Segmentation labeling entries
::::
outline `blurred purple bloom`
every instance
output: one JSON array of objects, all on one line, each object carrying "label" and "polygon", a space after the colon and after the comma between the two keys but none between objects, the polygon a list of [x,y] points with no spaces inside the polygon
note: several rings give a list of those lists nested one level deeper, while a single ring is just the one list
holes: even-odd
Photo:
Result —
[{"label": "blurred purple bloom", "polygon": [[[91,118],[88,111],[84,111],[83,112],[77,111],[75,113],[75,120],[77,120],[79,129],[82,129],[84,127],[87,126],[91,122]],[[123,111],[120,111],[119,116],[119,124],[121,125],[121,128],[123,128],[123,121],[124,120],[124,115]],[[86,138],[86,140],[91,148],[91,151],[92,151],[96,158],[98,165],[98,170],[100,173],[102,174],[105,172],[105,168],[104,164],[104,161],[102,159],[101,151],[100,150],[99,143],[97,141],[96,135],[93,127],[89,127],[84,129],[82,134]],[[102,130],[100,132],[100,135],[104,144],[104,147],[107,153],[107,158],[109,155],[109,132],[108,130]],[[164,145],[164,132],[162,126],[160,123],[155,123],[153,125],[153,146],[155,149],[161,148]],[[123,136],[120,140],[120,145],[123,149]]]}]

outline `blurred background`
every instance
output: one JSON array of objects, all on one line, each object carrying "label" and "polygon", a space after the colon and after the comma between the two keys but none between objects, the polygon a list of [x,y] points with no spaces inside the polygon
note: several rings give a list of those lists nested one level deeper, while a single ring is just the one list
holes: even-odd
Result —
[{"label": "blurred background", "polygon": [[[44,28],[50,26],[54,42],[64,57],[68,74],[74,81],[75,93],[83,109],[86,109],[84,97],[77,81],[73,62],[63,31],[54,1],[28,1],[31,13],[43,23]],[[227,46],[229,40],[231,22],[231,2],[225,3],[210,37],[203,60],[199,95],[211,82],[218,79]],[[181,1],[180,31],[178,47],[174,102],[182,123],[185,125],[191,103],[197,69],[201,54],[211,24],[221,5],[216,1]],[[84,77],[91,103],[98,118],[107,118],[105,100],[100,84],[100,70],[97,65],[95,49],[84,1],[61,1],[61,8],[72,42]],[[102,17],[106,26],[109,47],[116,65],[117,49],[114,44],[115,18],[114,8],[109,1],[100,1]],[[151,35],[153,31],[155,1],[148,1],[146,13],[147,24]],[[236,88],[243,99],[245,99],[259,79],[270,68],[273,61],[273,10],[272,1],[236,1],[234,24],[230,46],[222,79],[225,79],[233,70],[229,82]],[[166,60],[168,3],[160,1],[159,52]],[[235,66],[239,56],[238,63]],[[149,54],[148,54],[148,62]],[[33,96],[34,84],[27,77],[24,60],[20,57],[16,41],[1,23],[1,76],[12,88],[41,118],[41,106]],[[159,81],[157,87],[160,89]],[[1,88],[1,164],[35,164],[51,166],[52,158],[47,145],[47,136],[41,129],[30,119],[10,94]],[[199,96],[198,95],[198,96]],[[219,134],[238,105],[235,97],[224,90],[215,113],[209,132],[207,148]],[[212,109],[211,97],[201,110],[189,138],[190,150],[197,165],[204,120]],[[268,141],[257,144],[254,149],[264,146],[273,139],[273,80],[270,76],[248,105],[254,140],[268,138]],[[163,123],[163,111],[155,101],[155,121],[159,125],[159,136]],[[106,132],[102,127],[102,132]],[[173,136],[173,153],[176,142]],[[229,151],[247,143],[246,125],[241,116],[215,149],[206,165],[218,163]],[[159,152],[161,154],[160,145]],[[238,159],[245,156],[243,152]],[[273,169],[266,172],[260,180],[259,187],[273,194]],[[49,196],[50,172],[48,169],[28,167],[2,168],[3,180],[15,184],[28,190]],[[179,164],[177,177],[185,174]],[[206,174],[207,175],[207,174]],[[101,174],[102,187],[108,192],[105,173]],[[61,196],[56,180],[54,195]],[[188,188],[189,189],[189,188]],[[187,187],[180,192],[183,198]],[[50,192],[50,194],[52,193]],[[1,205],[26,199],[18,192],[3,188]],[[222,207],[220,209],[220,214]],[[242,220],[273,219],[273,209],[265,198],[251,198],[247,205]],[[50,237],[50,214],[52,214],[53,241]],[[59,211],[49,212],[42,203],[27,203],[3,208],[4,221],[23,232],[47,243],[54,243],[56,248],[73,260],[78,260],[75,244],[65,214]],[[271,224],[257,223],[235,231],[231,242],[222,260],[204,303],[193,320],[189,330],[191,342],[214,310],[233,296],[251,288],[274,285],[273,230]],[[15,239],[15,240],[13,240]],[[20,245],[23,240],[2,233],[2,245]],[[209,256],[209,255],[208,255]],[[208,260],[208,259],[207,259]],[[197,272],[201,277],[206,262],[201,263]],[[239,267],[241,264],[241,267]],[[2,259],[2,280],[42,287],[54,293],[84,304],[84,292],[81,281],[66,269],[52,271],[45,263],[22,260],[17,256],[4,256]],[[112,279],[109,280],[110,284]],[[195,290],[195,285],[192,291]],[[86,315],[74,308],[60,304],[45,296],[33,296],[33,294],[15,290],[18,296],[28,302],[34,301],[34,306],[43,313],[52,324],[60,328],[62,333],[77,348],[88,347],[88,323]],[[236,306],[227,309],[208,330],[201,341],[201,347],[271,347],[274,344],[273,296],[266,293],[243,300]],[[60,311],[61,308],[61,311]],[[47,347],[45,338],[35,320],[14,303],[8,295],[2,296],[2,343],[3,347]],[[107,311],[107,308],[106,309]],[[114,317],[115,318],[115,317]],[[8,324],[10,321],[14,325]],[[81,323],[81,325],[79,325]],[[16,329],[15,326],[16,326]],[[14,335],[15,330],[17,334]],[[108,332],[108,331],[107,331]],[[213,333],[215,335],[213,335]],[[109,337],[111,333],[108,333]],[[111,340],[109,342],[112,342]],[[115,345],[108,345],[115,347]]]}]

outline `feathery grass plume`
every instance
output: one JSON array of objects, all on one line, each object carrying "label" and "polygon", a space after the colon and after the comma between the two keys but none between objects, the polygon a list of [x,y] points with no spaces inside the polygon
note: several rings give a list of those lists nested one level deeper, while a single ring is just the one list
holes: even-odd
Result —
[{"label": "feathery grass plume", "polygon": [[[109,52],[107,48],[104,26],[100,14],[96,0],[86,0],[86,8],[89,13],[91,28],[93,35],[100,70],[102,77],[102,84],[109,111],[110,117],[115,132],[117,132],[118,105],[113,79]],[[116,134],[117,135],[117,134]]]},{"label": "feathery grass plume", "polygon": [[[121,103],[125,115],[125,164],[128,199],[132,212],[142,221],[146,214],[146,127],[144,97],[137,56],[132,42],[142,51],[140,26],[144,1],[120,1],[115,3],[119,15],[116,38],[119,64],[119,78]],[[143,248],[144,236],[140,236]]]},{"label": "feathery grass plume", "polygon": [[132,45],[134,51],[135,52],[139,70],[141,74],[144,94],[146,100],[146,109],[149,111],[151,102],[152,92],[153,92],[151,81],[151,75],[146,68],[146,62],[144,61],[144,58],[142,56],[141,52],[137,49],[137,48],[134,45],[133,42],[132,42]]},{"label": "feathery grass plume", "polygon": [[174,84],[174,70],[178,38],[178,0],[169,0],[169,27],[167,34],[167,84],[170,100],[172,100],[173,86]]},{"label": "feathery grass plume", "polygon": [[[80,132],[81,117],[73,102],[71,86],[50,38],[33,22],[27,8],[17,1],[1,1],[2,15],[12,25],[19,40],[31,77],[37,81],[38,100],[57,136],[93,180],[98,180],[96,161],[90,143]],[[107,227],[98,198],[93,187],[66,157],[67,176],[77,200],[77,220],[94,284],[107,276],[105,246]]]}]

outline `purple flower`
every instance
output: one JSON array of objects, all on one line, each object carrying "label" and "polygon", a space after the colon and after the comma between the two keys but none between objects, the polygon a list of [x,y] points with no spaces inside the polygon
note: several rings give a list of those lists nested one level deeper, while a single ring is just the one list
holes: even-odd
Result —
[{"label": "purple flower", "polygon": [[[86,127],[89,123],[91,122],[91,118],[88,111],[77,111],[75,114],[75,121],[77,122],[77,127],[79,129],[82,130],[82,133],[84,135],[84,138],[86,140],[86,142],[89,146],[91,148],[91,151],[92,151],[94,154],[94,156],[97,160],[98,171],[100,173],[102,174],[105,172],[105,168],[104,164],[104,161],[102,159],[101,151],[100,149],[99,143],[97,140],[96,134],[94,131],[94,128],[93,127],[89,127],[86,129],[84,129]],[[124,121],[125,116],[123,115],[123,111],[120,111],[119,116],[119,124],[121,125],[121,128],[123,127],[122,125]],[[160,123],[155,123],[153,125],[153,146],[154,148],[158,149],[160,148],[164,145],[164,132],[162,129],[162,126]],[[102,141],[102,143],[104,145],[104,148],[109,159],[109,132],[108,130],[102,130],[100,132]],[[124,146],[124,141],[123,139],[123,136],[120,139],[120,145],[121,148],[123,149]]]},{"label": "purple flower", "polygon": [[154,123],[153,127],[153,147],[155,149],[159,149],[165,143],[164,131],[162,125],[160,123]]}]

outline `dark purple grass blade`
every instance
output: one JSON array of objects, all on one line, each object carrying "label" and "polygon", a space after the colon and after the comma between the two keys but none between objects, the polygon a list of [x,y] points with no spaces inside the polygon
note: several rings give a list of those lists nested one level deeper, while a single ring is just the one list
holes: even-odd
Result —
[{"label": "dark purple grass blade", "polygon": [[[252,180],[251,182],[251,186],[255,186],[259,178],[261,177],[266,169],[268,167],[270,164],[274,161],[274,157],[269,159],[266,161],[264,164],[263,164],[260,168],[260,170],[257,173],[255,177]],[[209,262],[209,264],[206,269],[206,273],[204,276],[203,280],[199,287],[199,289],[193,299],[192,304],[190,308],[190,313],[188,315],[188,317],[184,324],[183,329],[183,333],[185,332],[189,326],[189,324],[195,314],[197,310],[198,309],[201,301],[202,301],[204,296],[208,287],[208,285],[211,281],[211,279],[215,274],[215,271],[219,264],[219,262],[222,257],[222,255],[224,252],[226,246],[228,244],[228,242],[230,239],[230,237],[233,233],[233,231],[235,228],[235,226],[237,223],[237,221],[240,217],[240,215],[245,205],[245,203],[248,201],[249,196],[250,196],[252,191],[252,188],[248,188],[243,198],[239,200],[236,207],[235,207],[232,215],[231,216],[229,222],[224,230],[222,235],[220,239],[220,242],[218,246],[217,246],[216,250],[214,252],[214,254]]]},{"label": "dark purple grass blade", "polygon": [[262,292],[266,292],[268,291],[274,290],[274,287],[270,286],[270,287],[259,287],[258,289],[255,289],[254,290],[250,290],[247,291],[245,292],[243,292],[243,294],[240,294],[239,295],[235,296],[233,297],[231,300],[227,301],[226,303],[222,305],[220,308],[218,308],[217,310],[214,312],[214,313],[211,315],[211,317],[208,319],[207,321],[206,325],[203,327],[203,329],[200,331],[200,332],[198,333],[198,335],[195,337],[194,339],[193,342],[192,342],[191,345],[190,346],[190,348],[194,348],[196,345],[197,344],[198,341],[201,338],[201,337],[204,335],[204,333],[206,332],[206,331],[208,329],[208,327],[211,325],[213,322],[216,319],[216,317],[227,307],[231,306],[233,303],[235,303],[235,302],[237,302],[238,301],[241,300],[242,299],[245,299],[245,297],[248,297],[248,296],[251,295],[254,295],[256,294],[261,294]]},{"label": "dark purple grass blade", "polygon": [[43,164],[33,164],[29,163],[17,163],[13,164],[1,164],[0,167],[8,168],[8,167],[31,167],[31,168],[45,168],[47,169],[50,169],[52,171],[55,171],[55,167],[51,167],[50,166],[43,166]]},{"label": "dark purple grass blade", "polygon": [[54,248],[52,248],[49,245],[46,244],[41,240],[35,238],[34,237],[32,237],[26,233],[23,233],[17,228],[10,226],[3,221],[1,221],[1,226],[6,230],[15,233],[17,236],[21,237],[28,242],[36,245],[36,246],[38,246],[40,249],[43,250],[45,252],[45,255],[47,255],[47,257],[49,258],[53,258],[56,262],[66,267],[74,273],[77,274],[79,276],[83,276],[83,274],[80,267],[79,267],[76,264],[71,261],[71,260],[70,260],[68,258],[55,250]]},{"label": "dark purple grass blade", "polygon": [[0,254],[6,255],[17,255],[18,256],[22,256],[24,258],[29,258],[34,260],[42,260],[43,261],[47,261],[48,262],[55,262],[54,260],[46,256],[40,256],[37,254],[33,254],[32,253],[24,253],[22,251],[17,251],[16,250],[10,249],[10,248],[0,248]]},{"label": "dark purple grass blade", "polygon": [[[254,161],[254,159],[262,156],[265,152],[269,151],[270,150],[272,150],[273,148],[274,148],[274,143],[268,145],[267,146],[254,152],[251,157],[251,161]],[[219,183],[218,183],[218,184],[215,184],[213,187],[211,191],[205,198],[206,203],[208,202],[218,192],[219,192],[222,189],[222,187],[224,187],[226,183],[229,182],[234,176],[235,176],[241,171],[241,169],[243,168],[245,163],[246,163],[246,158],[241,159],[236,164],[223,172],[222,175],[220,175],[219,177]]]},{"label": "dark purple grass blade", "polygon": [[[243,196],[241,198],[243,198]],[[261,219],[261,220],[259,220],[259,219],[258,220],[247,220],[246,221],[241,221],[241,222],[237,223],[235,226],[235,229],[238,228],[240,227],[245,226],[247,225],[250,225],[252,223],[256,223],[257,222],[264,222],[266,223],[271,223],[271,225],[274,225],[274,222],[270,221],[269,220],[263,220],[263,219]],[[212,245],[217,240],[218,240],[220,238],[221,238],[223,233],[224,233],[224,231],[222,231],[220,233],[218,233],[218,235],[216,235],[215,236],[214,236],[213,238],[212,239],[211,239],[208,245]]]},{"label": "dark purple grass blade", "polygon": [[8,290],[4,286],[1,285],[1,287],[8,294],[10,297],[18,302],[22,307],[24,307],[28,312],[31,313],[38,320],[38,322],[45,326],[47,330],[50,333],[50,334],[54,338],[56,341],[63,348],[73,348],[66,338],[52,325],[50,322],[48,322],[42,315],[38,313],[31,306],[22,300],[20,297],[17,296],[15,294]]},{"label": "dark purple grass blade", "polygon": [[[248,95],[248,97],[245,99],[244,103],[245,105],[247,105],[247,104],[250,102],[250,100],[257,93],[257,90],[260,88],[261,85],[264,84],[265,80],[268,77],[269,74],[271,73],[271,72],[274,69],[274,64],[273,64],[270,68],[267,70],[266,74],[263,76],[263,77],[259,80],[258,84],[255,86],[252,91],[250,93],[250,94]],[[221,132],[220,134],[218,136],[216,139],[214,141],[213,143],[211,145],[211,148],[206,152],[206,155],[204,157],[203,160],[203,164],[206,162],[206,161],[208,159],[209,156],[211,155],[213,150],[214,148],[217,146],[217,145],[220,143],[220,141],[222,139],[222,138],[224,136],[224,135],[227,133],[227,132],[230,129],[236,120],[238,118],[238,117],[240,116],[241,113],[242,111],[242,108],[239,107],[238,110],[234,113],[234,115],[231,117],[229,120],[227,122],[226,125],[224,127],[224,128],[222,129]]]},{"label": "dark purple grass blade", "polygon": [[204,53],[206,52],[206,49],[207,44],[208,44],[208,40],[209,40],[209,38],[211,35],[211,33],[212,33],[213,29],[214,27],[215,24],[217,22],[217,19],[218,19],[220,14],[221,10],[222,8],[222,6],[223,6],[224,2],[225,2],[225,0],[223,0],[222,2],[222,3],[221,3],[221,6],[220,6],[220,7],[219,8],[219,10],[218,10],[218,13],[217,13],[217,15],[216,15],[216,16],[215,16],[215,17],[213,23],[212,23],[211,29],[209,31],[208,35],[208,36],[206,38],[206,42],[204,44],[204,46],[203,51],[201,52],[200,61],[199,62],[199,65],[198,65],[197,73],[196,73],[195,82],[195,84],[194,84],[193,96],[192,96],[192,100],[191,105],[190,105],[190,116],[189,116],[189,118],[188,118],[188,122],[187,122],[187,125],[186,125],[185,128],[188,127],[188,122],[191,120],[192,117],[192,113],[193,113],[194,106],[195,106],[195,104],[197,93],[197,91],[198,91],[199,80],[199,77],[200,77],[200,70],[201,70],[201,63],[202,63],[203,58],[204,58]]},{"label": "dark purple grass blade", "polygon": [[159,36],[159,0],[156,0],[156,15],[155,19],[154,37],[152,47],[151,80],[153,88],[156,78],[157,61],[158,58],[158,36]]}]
::::
Which lines in the entries above contain the string "outline", with case taken into account? Report each of those lines in full.

### OUTPUT
outline `blurred purple bloom`
outline `blurred background`
outline `feathery grass plume`
outline `purple flower`
outline `dark purple grass blade`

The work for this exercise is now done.